> [TEXTAUSZUG]
· · ·
Übernachtungen: Fünf-Millionen-Grenze überschritten

Die Tourismusindustrie ist ein bedeutender Faktor in Bayerns Wirtschaft. 560.000 Menschen sind im Freistaat in der Branche beschäftigt. Die Zahl der Übernachtungen in Deutschlands begehrtestem Bundesland stieg um 3,7 Prozent auf 94,4 Millionen. Die Zahl der Gäste stieg um fünf Prozent auf 37,3 Millionen. Insgesamt klingelt fast jeder fünfte Euro, der in Deutschland in der Tourismusindustrie erwirtschaftet wird, in einer bayerischen Kasse. Auch Oberfranken bekommt was ab vom Reiseboom, die Zahl der Übernachtungen hat die Fünf-Millionen-Grenze überschritten.

Das ist gut, geht aber – gerade mit Blick auf die klassische Tourismusregion Oberbayern – noch besser. Engel sagte weiter: „Wir sind zwar schon auf dem richtigen Weg, aber wir schöpfen das Potenzial des Tourismus in Oberfranken noch nicht richtig aus. Da geht noch viel mehr.“ Als Hindernisse nannte er Überregulierung und ein unflexibles Arbeitszeitgesetz, nötig seien Investitionen in die digitale Infrastruktur und leichterer Zugang zum Kapital.

"Potenzial noch nicht richtig ausgeschöpft"
· · ·
> [AUFGABEN]
1: Fasse den Text zum Tourismus in Bayern in zwei Sätzen zusammen.
2: Schreibe den Text zum Tourismus in Bayern im Anschluss an seine letzte Zeile weiter.
Die Einträge werden nicht gebraucht.

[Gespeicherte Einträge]
· · ·
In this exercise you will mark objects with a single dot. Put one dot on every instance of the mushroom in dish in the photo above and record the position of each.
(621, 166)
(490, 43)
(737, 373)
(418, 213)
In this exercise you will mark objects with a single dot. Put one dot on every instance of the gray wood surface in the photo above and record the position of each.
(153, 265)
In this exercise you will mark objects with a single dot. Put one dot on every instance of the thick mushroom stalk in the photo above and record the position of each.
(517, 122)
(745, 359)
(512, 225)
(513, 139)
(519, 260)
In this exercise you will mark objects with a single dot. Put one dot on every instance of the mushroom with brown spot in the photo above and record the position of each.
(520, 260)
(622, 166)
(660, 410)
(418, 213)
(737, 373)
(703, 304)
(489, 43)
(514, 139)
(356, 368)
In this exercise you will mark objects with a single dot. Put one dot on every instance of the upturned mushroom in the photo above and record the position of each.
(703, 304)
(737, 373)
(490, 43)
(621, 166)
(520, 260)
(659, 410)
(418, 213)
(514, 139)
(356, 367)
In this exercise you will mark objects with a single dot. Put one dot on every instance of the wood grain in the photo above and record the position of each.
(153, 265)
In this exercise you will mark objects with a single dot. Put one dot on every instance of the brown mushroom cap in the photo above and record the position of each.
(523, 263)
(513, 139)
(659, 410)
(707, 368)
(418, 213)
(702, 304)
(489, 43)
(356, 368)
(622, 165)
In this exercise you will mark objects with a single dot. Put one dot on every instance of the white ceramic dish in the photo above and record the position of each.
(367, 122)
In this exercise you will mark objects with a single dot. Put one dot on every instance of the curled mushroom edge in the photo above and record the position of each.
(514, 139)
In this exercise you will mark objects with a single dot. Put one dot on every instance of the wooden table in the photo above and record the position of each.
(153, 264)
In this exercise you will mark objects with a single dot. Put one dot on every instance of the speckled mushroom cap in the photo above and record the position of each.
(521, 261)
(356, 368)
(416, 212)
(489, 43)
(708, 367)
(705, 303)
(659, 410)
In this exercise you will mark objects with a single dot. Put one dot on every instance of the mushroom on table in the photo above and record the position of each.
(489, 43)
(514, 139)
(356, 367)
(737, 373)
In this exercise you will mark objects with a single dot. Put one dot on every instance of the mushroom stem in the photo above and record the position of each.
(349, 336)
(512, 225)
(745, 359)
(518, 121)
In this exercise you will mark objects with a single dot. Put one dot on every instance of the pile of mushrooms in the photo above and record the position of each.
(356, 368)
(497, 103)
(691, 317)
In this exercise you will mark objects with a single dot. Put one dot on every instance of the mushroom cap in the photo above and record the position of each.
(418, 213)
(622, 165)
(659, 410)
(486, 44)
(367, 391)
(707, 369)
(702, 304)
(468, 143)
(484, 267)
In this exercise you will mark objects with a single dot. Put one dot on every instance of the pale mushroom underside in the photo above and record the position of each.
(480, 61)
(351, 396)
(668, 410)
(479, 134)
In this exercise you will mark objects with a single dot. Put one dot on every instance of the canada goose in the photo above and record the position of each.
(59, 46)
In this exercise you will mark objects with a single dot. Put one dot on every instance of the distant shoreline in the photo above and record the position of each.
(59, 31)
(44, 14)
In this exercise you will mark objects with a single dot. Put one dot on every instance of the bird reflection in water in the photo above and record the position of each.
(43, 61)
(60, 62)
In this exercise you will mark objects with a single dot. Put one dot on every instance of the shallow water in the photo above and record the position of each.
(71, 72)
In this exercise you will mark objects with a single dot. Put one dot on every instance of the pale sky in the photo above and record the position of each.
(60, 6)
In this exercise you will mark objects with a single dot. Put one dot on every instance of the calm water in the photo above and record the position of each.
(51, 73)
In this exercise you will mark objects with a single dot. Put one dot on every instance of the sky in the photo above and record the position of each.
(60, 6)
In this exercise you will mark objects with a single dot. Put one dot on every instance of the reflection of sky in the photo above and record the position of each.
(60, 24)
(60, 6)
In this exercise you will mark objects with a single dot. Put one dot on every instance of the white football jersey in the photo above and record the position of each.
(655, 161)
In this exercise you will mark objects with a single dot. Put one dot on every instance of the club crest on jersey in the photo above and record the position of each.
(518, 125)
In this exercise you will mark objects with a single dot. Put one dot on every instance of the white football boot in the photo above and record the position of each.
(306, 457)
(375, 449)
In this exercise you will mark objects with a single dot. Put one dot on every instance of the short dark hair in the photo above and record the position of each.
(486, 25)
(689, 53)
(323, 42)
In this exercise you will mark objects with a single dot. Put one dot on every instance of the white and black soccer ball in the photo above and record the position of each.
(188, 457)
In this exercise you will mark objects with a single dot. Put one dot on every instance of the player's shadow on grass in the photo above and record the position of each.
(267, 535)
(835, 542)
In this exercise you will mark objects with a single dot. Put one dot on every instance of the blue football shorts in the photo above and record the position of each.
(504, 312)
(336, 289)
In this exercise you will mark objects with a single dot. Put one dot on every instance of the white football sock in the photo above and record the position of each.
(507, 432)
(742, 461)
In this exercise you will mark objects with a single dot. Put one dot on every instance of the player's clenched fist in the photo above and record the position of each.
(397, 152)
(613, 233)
· · ·
> [LÖSUNGEN]
1: In Bayern, wo 560.000 Menschen in der Tourismusbranche beschäftigt sind, stieg die Zahl der Übernachtungen um 3,7 Prozent auf 94,4 Millionen und die der Gäste um fünf Prozent auf 37,3 Millionen. Auch in Oberfranken überschritten die Übernachtungen die Fünf-Millionen-Grenze, doch laut Engel wird das Potenzial dort noch nicht richtig ausgeschöpft, wobei er Überregulierung und ein unflexibles Arbeitszeitgesetz als Hindernisse nennt.

2:
„Wir sind zwar schon auf dem richtigen Weg, aber wir schöpfen das Potenzial des Tourismus in Oberfranken noch nicht richtig aus“, sagte auch Andrea Luger, die Vorsitzende des Bayerischen Hotel- und Gaststättenverbands, Bezirk Oberfranken. In der Tat: Oberfranken erreicht 38 Prozent Bettenauslastung, im Schnitt bleiben die Gäste zweieinhalb Tage, was Luger für ausbaufähig hält. Worin ihr Manuel Becher von der Bayreuth Marketing- und Tourismus-Gesellschaft in der abeschließenden Diskussion allerdings widersprach. „Die Leute fahren immer kürzer in den Urlaub“, sagte Becher, diesen Trend werde man nicht umkehren können. Manuel Becher äußerte die Hoffnung, dass die Wiedereröffnung des Markgräflichen Opernhauses Touristen in Scharen anlocke. Er sprach von einer stärkeren Vernetzung der Weltkulturerbestätten Würzburg, Bamberg und Bayreuth mit Regensburg. „Da laufen natürlich Gespräche.“ Letztendlich müsse sich aber „jeder an die eigene Nase fassen“.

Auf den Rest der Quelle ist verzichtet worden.